- **RECORDS FOR THE TASK**
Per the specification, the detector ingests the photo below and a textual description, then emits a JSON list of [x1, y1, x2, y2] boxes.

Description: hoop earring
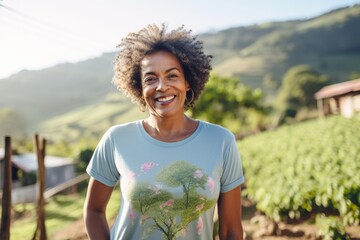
[[186, 88, 194, 104], [139, 104, 147, 112]]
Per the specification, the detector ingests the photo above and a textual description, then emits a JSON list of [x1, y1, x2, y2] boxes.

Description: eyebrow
[[143, 67, 180, 77], [165, 67, 179, 73]]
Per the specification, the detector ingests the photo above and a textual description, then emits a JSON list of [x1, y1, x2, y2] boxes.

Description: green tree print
[[156, 160, 208, 208], [130, 160, 216, 240]]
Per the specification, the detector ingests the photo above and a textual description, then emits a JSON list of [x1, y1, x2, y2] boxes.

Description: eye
[[168, 74, 178, 79], [144, 76, 157, 83]]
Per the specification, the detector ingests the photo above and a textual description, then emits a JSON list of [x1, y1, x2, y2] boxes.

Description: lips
[[156, 95, 175, 102]]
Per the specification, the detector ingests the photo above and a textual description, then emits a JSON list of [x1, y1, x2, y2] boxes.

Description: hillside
[[1, 5, 360, 141], [38, 92, 147, 142], [0, 52, 115, 129], [200, 5, 360, 87]]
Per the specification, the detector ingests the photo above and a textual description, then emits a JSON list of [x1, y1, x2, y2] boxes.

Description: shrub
[[238, 114, 360, 225], [316, 214, 350, 240]]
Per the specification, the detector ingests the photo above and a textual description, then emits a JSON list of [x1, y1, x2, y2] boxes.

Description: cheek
[[142, 85, 154, 98]]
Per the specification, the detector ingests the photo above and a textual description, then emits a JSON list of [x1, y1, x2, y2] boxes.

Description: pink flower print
[[129, 171, 136, 178], [141, 162, 158, 173], [160, 199, 174, 211], [129, 209, 135, 225], [163, 199, 174, 207], [208, 177, 215, 192], [195, 203, 204, 212], [197, 216, 203, 235], [124, 171, 138, 186], [127, 171, 137, 183], [194, 169, 203, 179]]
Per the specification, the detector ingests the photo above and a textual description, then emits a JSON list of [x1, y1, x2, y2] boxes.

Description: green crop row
[[238, 114, 360, 225]]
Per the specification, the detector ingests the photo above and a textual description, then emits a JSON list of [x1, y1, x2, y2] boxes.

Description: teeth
[[157, 96, 175, 102]]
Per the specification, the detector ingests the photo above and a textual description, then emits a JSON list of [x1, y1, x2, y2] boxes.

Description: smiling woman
[[84, 24, 245, 240], [140, 51, 189, 122], [112, 24, 212, 111]]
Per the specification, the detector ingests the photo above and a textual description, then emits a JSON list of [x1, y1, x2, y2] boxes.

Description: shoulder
[[199, 120, 236, 142], [100, 121, 140, 143], [106, 120, 139, 135]]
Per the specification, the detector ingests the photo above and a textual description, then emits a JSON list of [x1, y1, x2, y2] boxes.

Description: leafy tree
[[156, 160, 207, 208], [190, 73, 266, 132], [77, 148, 94, 172], [130, 182, 172, 215], [275, 65, 328, 120]]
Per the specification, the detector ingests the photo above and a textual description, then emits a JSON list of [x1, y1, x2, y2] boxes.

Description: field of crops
[[238, 114, 360, 228]]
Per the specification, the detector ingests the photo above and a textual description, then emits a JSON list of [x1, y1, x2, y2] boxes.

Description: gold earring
[[186, 88, 194, 104], [139, 103, 147, 112]]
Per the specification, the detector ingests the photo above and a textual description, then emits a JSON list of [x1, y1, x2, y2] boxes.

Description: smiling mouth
[[156, 95, 175, 102]]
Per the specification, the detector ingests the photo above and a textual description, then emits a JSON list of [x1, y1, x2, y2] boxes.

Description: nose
[[156, 77, 169, 91]]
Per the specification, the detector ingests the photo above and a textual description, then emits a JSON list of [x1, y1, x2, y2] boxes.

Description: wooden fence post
[[32, 134, 47, 240], [0, 136, 12, 240]]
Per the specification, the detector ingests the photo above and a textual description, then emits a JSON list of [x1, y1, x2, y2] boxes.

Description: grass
[[10, 186, 121, 240]]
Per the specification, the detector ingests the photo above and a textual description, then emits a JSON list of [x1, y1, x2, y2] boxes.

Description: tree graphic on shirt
[[130, 160, 216, 240]]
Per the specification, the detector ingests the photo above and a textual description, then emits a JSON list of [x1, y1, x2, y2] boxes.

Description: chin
[[152, 108, 183, 118]]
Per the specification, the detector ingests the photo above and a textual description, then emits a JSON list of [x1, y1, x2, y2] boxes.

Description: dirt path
[[51, 216, 87, 240], [51, 215, 116, 240]]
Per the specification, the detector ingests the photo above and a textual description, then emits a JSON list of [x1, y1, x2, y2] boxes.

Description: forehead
[[140, 51, 182, 73]]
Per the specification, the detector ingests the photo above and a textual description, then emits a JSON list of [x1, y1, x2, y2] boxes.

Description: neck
[[143, 114, 198, 142]]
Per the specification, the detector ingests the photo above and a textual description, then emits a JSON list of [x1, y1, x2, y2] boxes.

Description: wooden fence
[[0, 136, 12, 240], [0, 135, 89, 240]]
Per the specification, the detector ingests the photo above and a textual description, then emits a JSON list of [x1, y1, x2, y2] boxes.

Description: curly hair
[[112, 23, 212, 109]]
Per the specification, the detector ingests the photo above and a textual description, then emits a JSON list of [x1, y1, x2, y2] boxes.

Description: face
[[140, 51, 189, 118]]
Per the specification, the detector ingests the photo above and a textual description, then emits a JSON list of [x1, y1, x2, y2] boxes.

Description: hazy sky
[[1, 0, 359, 79]]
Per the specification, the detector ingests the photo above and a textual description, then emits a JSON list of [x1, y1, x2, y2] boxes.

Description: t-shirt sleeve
[[86, 129, 120, 187], [220, 135, 245, 193]]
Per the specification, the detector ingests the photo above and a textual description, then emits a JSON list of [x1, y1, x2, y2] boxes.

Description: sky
[[0, 0, 359, 79]]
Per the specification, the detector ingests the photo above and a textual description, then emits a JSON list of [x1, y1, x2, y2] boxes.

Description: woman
[[84, 24, 244, 240]]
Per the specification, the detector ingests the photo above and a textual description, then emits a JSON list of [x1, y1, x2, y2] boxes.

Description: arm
[[217, 186, 243, 240], [84, 177, 114, 240]]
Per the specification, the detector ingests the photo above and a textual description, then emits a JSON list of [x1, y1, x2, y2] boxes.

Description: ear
[[185, 80, 190, 90]]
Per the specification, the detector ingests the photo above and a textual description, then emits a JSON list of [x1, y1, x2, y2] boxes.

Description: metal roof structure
[[11, 154, 75, 172], [315, 78, 360, 100]]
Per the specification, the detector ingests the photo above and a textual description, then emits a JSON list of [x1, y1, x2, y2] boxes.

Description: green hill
[[38, 92, 146, 142], [0, 52, 115, 129], [1, 5, 360, 141], [200, 5, 360, 87]]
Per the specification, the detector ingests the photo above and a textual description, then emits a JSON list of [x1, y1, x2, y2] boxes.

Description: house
[[314, 78, 360, 118], [0, 150, 76, 203]]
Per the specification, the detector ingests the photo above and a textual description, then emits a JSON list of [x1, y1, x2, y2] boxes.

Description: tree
[[77, 148, 94, 172], [190, 73, 266, 132], [275, 65, 328, 120], [156, 160, 208, 208]]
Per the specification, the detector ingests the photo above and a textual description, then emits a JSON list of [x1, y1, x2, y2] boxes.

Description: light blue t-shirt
[[87, 120, 244, 240]]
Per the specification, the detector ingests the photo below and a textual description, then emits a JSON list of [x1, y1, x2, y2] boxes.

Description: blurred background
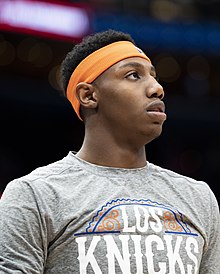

- **WHAT IS EXPECTED**
Output nothing but the records above, word for word, with the pictures removed.

- **OUTPUT BELOW**
Per the specification, the detector ingests the photo below and a textual description, then emits a JSON list of [x1, y1, x2, y2] boxes.

Description: hoop earring
[[186, 88, 194, 104], [139, 104, 147, 112]]
Per the specification, the detector ingests the photo above and a textual description, then emits a JSON list of [x1, y1, x2, y2] boxes.

Description: eyebrow
[[143, 67, 180, 77], [165, 67, 179, 73]]
Per the specification, the detector ingests the photo above and a textual description, then emits a JSON list of [x1, y1, x2, y2] boxes.

Description: green tree print
[[156, 160, 208, 208], [130, 160, 216, 240]]
Per the specification, the detector ingests the photo above and a textual description, then emits a JSON list of [x1, y1, x2, y2] boxes.

Description: eye
[[168, 74, 178, 79], [144, 76, 157, 83]]
Per the specification, the detector ingests the photo above and a textual description, then emits a JSON list of [x1, y1, x2, y2] boxes.

Description: lips
[[156, 95, 175, 102]]
Per the specification, the detector ingests the photo above and a textual description, then emits a JSON list of [x1, y1, x2, y2] boxes.

Description: hillside
[[1, 5, 360, 141], [38, 92, 147, 142], [0, 52, 115, 129], [200, 5, 360, 87]]
Per the specification, the detector ingests the photo above and a textual description, then emits a JSON list of [x1, y1, x2, y2] boxes.

Description: shrub
[[238, 114, 360, 225], [316, 214, 350, 240]]
Per the specification, the detector ingests the photo above and a textual description, then emits a JSON list of [x1, y1, x2, y2] boxes.

Description: cheek
[[142, 85, 154, 98]]
Per the specification, the detector ingests the photo above and a textual description, then emits a JSON list of [x1, y1, x2, y2] boxes.

Description: pink flower print
[[129, 171, 136, 178], [141, 162, 158, 173], [160, 199, 174, 211], [129, 209, 135, 225], [163, 199, 174, 207], [208, 177, 215, 192], [195, 203, 204, 212], [197, 216, 203, 235], [124, 171, 138, 186], [127, 171, 137, 183], [194, 169, 203, 179]]
Per the specification, the detector ingests the photo above and a textual description, then emits a JSON list of [x1, y1, x2, y2] boxes.

Description: green crop row
[[238, 114, 360, 225]]
Per the specification, the detector ingests the photo above and a textual description, then emits a JSON list of [x1, y1, x2, y2] boxes.

Description: teeth
[[157, 96, 175, 102]]
Per the specification, the detector ingests the photo above and a textual description, then emits a JSON list of [x1, y1, x2, y2] boxes.

Description: smiling woman
[[84, 24, 245, 240], [140, 51, 189, 122], [112, 24, 212, 111]]
Per the specification, the detector ingests the photo above and a textual description, then emits a JSON list of [x1, y1, x2, y2] boxes.

Description: shoulder
[[199, 120, 236, 142], [100, 121, 140, 143], [106, 120, 139, 135]]
Per the specification, the detector ingests the photo above and a textual description, then emits a JSON list of [x1, y1, x2, y2] boxes.

Description: leafy tree
[[156, 160, 207, 208], [190, 73, 266, 132], [77, 148, 94, 172], [130, 182, 172, 215], [275, 65, 328, 120]]
Per the specification, the detector ingests the photo above and a textual description, then emits a JSON list of [x1, y1, x2, y2] boxes.

Description: field of crops
[[238, 114, 360, 228]]
Per the specification, the detector ingests the photo above and a textual description, then emits a JSON list of [x1, y1, x2, y2] boxes.

Description: gold earring
[[186, 88, 194, 104], [139, 103, 147, 112]]
Per the specification, the detector ingests the photo above and a textual description, then emits a JSON list of [x1, y1, x2, y2] boxes.

Description: smiling mouth
[[156, 95, 175, 102]]
Per the specification, the detector ingests the photo above and a textual description, then emits a JSON list of [x1, y1, x2, y2] boxes.

Description: nose
[[156, 77, 169, 91]]
Per the specification, the detector ingests the photo above and a textual description, then emits a JSON list of [x1, y1, x2, y2] boxes.

Description: wooden fence post
[[32, 134, 47, 240], [0, 136, 12, 240]]
Per the specification, the detector ingests the photo above and a textual description, then emits a JSON list of [x1, y1, x2, y2] boxes.

Description: grass
[[10, 186, 121, 240]]
Per the specification, the detector ingests the photo above and a textual description, then emits a JSON list of [x1, y1, x2, y2] boxes.

Description: tree graphic on shirt
[[130, 160, 216, 240]]
Per the specification, the detector ingests the photo above and a textual description, then emits a JSON list of [x1, y1, x2, y2] boxes.

Description: chin
[[152, 108, 183, 118]]
Per the specification, the detector ingests the photo above and a textual description, then emits a JSON list of [x1, y1, x2, y2] boxes.

Description: dirt path
[[51, 216, 87, 240], [51, 215, 116, 240]]
Per the specification, the detector ingests the photo above and a textual description, then emits a JSON list of [x1, y1, x2, y2] boxes.

Description: forehead
[[140, 51, 182, 73]]
Per the specification, the detector ingests the photo above and a textual description, then emits a JSON list of [x1, y1, x2, y2] boxes.

Description: neck
[[143, 114, 198, 142]]
Per the specification, the detector ingests the photo above and a textual description, then emits a JSON list of [x1, y1, x2, y2] boxes.

Description: wooden fence
[[0, 136, 12, 240], [0, 135, 89, 240]]
Per the specification, the detector ingests the photo above and a textual description, then emits a JSON list of [x1, y1, x2, y2] boxes.

Description: curly hair
[[112, 23, 212, 109]]
Per the specification, the detector ingests the photo above and a textual description, then emits a JSON list of [x1, y1, x2, y2] boxes.

Description: face
[[140, 51, 189, 118]]
Per the specification, the detector ingests the photo above and a textual description, then emits a JSON list of [x1, y1, x2, y2] boxes.

Description: hazy sky
[[1, 0, 359, 79]]
Per the specification, the detector ingests the photo above and a textual description, then emits a JSON list of [x1, y1, x2, y2] boxes.

Description: t-shirt sleeve
[[86, 129, 120, 187], [220, 135, 245, 193]]
Per the specification, the detector ingests the photo above and a textual description, then emits a JSON list of [x1, y1, x2, y2] boxes.

Description: sky
[[0, 0, 359, 79]]
Per the specification, the detector ingests the photo above and a textual description, then emits a JSON list of [x1, y1, x2, y2] boxes.

Description: woman
[[84, 24, 244, 240]]
Per the specification, the detector ingests the photo above and a textual description, then emits a JSON list of [x1, y1, x2, y2] boxes.

Description: arm
[[217, 186, 243, 240], [84, 177, 114, 240]]
Per the specification, the detector ingests the photo above and a textual description, then emits a JSON list of [x1, y1, x2, y2] boxes.

Description: ear
[[185, 80, 190, 90]]
Per the specification, the detector ingests the photo above and a textual description, then emits a JSON list of [x1, y1, x2, y2] boxes.

Description: metal roof structure
[[11, 154, 75, 172], [315, 78, 360, 100]]
Per the specification, the detector ingests the photo above and a textual description, then emits a JSON list of [x1, y1, x2, y2] boxes.

Description: green hill
[[38, 92, 146, 142], [0, 52, 115, 129], [1, 5, 360, 141], [200, 5, 360, 87]]
Per the specification, the detector ingests the photo above and a textual description, then emits a JSON list of [x1, y1, x2, y2] boxes.

Description: house
[[314, 78, 360, 118], [0, 150, 76, 203]]
Per the specification, the detector ingests the photo above and a textual description, then emits a JSON list of [x1, y1, x2, y2] boxes.

Description: tree
[[77, 148, 94, 172], [190, 73, 266, 132], [275, 65, 328, 120], [156, 160, 208, 208]]
Per the specification, the detector ingests the photo above and a textual description, then emits a JSON list of [x1, y1, x2, y2] boxes.

Description: light blue t-shirt
[[87, 120, 244, 240]]
Per the specification, the detector ingests the photo below and a textual description, then emits a JSON list of [x1, y1, x2, y2] boxes.

Description: blurred background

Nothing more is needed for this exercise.